** Short problem **
Render the lines below as a JSON list of strings, one string per line, omitting blank lines. Begin at the line that contains "Note: identify the storm" and stop after the line that contains "Target: storm cloud".

Data extracted from a collection
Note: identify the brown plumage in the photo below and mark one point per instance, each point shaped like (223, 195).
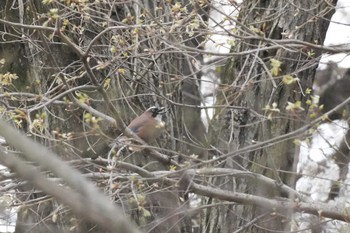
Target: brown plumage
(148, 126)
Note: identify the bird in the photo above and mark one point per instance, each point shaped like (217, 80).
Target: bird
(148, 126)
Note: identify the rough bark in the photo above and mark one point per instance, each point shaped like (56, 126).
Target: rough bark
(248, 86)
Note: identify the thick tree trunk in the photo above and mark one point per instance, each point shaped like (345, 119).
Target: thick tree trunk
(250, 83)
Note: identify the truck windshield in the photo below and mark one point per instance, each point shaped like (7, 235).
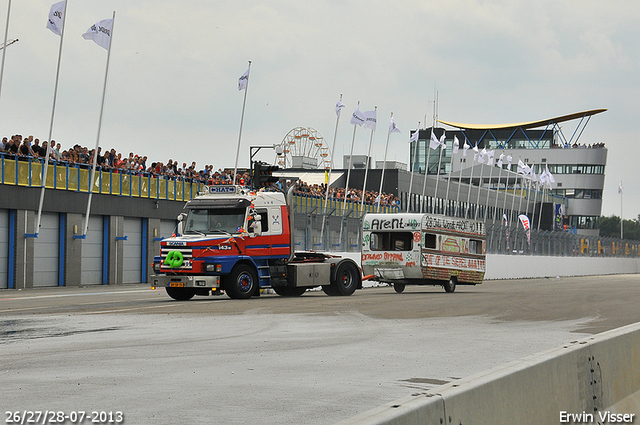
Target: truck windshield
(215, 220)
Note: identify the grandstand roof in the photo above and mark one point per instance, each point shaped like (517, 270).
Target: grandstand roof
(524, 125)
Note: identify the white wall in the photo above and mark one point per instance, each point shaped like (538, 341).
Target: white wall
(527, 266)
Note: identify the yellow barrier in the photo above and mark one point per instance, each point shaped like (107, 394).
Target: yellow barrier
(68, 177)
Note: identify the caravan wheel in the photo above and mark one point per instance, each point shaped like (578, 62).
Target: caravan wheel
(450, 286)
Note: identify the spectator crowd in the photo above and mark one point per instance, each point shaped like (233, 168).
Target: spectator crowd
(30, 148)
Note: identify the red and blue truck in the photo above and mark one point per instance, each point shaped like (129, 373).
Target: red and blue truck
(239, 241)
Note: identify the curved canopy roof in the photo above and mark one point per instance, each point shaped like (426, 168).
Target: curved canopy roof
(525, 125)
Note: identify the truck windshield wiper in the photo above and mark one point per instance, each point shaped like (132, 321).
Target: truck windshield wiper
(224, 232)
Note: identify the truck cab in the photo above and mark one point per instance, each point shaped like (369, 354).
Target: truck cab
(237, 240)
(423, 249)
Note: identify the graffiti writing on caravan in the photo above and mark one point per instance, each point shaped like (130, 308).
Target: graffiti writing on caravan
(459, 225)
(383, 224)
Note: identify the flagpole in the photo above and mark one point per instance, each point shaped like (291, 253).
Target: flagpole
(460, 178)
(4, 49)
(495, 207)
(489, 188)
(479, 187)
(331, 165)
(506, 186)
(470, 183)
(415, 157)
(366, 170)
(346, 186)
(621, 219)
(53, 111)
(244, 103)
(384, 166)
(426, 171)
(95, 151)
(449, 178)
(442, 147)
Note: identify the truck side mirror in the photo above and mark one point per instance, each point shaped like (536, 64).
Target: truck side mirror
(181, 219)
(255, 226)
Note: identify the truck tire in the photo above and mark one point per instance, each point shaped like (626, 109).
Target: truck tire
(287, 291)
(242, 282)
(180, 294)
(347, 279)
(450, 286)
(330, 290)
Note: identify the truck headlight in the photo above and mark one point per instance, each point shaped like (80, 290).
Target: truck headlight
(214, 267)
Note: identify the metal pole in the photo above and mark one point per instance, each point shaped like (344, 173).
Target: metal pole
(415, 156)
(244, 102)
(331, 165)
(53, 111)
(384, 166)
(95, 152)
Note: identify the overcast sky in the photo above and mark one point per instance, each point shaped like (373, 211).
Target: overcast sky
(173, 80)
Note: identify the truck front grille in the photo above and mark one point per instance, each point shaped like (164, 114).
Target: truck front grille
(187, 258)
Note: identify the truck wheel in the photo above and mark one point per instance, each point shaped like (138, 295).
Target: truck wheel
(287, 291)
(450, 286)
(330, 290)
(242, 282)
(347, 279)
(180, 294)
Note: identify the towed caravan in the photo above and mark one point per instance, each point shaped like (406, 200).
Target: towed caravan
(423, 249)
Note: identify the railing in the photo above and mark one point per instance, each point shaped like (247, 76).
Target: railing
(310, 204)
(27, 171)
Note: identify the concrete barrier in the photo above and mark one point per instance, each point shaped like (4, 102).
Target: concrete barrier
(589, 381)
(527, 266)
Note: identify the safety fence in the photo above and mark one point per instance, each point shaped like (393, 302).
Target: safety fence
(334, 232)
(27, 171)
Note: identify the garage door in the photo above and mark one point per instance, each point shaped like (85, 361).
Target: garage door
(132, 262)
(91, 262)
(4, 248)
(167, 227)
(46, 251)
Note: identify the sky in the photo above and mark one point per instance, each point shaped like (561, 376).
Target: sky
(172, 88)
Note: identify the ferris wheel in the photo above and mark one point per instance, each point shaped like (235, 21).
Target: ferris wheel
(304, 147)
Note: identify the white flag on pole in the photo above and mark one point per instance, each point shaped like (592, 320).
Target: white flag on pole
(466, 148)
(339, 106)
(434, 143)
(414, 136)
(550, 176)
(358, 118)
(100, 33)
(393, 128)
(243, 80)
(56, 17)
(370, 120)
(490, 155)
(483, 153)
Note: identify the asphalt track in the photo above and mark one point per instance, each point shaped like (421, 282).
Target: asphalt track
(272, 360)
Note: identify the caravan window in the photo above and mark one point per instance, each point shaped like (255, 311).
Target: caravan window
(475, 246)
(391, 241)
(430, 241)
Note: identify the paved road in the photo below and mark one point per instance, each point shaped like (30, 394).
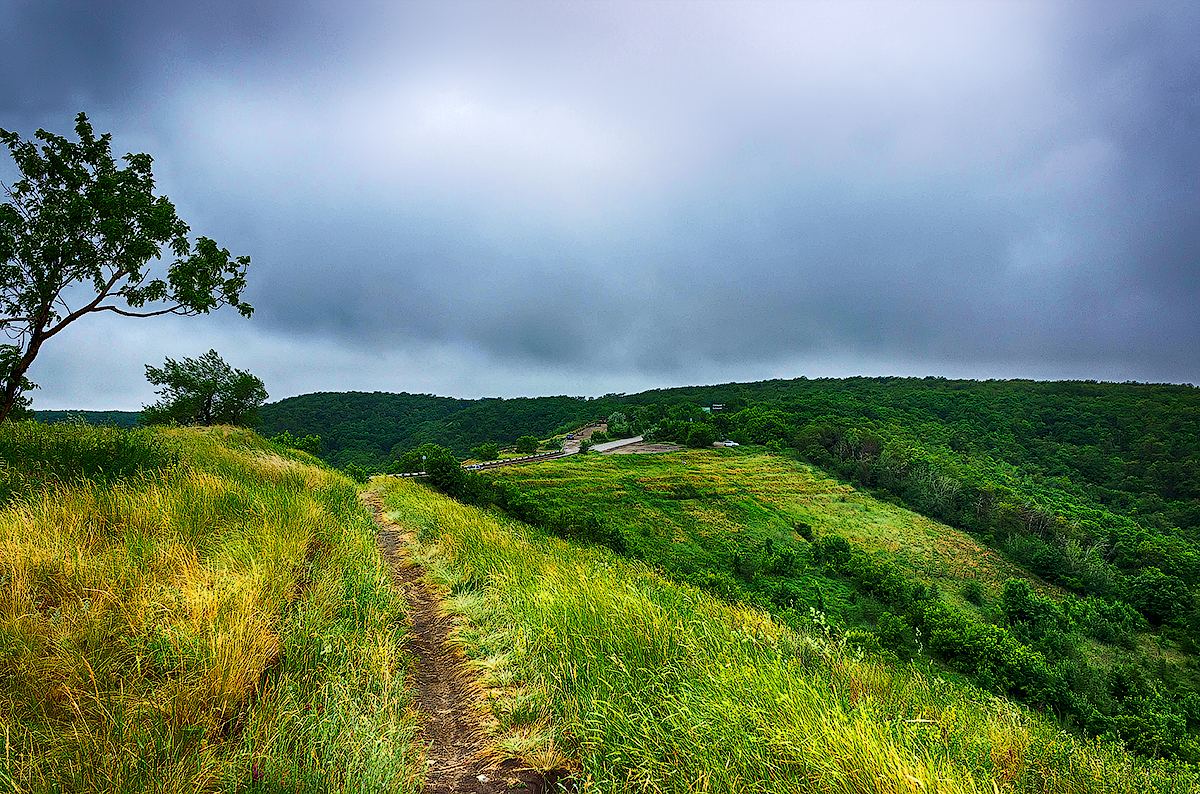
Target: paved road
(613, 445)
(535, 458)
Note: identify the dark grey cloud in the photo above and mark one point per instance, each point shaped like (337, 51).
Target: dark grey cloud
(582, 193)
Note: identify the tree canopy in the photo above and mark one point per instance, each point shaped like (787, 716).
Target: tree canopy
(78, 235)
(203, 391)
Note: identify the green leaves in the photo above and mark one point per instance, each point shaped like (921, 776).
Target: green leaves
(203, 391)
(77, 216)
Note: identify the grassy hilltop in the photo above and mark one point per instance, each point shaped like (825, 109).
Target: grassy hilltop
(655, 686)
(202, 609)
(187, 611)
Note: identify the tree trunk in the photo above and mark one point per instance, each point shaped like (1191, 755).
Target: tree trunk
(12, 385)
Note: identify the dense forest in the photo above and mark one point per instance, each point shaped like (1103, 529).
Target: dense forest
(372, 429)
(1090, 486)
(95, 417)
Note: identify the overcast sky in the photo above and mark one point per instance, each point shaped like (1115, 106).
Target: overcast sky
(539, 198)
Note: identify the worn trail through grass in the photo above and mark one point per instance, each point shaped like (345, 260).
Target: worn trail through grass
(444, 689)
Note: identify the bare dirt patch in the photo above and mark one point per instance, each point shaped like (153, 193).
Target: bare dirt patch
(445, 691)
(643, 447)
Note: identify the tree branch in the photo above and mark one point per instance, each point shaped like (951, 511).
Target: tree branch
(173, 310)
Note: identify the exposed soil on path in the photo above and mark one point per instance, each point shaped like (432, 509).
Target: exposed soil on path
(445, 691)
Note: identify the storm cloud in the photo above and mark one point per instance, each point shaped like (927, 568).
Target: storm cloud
* * *
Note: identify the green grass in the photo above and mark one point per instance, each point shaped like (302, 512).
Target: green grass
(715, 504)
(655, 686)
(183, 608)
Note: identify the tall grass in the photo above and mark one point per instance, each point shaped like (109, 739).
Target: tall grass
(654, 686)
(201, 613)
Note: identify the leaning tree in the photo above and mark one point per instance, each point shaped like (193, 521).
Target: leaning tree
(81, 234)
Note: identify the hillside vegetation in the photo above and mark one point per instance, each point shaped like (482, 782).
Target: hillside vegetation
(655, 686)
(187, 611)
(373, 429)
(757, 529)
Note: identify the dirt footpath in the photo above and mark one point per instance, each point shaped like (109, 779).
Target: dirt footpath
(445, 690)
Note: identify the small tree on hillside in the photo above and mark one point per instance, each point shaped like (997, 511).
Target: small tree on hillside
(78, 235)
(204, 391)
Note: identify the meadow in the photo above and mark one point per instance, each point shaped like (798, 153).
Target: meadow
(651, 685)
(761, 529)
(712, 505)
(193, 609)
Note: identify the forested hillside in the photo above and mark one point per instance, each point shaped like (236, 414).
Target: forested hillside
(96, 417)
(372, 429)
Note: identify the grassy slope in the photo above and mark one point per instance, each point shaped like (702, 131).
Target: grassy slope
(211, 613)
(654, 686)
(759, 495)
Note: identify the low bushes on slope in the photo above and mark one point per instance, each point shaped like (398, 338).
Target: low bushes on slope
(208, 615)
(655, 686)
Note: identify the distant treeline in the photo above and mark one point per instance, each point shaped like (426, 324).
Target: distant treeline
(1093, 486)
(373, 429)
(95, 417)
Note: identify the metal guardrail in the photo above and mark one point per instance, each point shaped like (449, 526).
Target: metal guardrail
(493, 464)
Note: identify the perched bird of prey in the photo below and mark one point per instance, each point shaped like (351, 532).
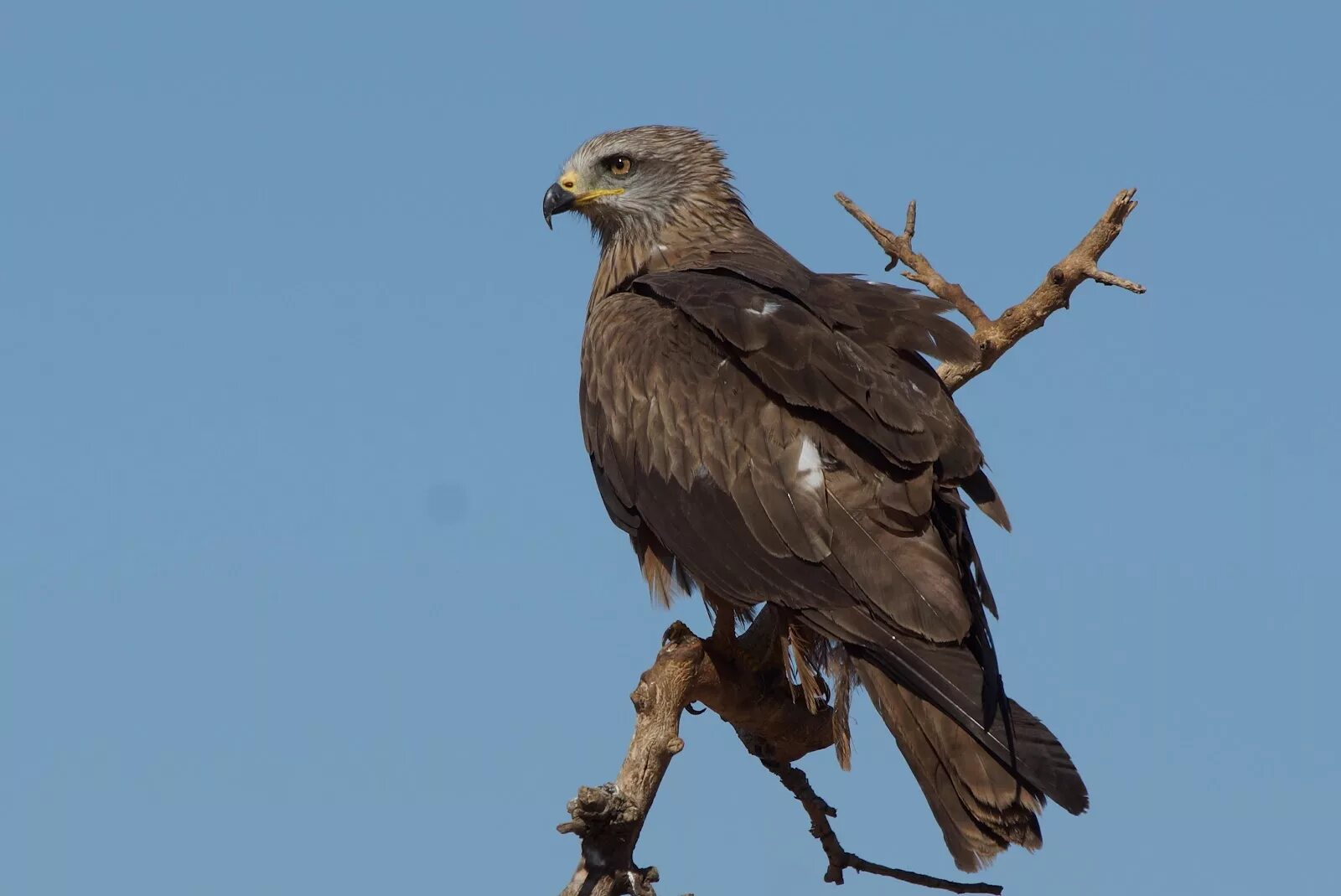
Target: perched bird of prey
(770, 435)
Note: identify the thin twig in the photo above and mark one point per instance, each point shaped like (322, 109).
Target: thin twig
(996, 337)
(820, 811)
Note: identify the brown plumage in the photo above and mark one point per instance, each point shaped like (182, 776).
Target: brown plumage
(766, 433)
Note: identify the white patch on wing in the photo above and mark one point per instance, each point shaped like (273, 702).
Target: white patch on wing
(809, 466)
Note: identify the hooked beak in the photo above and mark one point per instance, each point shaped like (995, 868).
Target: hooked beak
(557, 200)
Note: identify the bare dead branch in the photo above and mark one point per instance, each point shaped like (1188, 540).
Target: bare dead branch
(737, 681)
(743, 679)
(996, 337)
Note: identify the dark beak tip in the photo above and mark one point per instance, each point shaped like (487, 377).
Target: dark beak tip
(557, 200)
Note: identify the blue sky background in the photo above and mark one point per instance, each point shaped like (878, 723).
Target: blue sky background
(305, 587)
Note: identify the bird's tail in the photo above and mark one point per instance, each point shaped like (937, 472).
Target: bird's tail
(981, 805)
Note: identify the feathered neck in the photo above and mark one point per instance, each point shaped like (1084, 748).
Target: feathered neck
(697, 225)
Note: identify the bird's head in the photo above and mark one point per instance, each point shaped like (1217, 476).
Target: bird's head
==
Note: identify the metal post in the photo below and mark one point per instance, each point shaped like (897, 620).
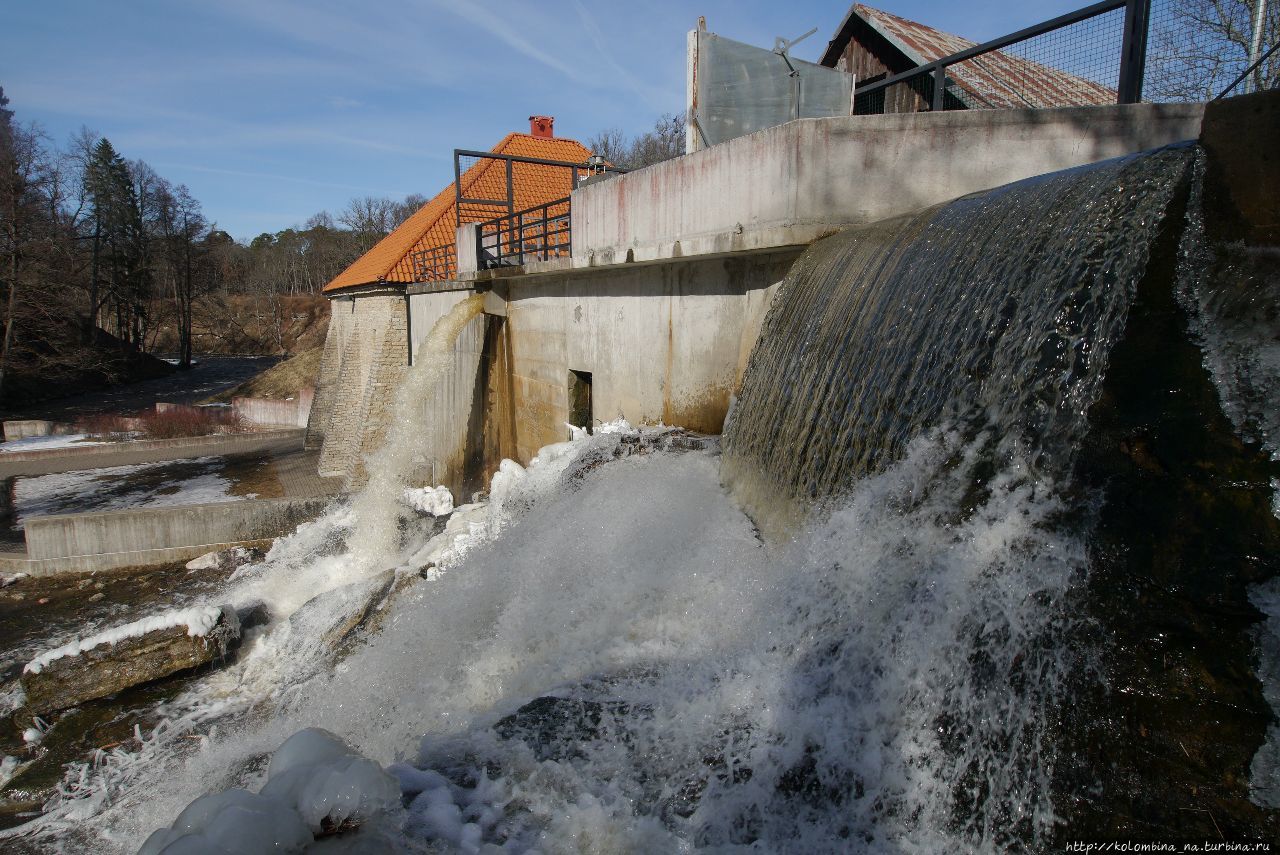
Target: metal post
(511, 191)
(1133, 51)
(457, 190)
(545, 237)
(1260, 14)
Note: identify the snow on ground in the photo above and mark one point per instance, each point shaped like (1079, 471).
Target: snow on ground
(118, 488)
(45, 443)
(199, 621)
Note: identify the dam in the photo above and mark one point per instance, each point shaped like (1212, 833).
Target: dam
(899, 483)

** Response to the task **
[
  "Note: identify the storm cloud in the photo above and mark one point per instance, each point shaped like (927, 568).",
  "Target: storm cloud"
]